[Data supplied start]

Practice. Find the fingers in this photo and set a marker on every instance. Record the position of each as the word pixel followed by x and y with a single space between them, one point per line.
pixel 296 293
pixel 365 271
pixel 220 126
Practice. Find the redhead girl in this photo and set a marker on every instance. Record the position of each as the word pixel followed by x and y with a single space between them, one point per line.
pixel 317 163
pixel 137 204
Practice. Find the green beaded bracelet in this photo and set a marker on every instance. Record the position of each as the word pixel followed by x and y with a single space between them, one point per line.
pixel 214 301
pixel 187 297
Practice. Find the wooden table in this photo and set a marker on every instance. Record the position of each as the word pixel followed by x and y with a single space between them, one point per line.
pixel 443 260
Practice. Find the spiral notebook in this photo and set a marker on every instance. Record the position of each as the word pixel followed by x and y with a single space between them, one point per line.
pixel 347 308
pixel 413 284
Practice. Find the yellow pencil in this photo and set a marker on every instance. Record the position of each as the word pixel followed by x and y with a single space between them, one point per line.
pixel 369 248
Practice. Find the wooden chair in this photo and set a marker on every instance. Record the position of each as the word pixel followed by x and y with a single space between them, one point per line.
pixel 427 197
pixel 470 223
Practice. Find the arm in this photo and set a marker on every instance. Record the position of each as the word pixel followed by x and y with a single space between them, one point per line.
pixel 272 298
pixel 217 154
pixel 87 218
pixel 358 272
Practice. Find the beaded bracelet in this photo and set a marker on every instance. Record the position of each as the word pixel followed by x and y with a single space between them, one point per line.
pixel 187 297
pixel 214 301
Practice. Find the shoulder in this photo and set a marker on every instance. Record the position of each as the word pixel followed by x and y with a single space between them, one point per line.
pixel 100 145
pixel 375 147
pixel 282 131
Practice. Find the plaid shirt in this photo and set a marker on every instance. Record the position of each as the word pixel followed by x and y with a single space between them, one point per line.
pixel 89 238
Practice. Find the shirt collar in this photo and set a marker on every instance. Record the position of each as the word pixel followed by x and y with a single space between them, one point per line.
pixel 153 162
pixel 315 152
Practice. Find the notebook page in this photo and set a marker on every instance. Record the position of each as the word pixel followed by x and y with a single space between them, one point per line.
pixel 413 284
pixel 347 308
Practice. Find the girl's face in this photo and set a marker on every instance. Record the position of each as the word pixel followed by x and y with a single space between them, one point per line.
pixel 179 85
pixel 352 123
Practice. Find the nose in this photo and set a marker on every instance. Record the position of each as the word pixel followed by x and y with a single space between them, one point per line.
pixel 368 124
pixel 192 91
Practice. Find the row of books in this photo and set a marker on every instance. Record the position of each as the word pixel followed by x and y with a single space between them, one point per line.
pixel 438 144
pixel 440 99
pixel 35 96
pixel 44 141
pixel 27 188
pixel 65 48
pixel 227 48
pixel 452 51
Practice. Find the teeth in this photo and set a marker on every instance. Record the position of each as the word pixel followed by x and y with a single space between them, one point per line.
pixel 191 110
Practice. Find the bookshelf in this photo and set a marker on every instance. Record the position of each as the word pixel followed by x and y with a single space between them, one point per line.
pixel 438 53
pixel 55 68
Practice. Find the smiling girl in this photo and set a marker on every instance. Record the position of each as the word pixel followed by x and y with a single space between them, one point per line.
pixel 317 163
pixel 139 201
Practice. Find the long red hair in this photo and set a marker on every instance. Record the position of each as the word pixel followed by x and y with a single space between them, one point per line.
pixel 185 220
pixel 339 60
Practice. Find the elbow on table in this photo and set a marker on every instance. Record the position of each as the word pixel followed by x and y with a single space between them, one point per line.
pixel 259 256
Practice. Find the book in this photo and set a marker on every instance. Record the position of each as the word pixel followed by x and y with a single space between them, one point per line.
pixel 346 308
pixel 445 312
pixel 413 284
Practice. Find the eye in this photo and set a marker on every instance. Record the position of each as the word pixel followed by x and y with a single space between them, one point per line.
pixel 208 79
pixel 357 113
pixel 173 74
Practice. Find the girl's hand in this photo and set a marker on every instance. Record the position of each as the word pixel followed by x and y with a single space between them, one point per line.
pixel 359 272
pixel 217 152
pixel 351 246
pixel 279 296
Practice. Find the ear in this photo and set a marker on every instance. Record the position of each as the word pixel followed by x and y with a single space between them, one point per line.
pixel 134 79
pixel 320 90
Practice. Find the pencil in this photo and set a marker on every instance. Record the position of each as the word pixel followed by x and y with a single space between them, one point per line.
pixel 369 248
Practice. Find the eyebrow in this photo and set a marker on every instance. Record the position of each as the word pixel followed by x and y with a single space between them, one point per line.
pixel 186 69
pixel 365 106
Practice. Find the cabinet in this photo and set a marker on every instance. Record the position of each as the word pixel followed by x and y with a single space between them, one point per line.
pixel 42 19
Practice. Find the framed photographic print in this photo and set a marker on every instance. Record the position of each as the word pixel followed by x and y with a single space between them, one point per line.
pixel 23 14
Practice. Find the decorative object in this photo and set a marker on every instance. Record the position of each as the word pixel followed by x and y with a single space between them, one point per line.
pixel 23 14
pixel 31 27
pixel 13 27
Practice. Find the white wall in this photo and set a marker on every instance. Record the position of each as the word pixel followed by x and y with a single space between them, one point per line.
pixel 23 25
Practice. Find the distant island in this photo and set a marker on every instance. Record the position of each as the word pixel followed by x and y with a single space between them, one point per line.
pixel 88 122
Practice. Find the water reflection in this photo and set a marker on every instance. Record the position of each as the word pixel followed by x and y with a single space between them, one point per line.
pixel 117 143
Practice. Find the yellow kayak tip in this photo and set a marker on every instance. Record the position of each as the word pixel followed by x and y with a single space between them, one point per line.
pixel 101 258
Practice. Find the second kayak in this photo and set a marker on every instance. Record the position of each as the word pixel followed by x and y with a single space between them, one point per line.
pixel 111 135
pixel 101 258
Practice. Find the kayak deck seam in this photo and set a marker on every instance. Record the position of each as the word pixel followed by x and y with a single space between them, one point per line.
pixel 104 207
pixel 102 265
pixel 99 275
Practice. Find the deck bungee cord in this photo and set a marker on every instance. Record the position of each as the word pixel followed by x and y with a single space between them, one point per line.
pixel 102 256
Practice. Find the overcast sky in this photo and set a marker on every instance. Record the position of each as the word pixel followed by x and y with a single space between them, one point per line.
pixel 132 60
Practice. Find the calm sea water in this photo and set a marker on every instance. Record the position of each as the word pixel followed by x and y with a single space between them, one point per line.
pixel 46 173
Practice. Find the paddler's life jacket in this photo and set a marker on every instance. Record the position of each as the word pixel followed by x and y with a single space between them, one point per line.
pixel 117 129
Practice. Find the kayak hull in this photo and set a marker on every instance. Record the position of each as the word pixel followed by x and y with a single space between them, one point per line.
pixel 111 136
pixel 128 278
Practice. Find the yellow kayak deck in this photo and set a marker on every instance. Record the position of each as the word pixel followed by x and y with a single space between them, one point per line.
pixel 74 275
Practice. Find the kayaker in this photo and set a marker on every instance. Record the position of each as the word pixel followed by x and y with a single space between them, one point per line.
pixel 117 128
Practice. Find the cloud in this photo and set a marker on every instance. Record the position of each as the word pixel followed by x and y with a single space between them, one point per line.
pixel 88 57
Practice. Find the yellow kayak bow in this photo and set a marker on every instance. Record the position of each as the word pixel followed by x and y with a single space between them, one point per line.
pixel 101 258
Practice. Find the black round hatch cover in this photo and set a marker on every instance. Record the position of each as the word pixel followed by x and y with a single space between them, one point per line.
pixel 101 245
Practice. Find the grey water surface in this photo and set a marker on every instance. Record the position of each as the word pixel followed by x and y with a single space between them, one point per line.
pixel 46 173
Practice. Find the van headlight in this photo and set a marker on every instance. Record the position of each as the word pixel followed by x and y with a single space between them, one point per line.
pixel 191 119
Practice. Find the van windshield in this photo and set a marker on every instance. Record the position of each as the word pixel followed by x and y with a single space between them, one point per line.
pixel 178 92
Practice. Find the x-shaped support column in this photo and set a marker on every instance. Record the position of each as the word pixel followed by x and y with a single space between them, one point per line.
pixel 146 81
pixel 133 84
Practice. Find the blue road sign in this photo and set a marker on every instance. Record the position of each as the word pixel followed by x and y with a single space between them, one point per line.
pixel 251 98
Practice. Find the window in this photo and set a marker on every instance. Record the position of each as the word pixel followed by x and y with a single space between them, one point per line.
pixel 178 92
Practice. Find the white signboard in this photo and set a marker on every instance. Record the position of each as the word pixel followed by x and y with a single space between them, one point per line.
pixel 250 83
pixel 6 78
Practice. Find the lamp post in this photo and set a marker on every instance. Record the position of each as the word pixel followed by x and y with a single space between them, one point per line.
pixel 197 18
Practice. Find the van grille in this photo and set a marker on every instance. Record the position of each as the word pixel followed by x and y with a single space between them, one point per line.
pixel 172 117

[Data supplied end]

• Task description: Turn the records from the line containing "Practice. Find the long" through the line containing "pixel 339 60", both included, into a Markdown table with the columns Row and Content. Number each line and leave out blank lines.

• Answer to the exercise:
| Row | Content |
|---|---|
| 1 | Practice. Find the long red hair in this photo and set a marker on every instance. Record the position of each as the word pixel followed by x and y with a single space between them, one point per line. |
| 2 | pixel 185 220 |
| 3 | pixel 339 60 |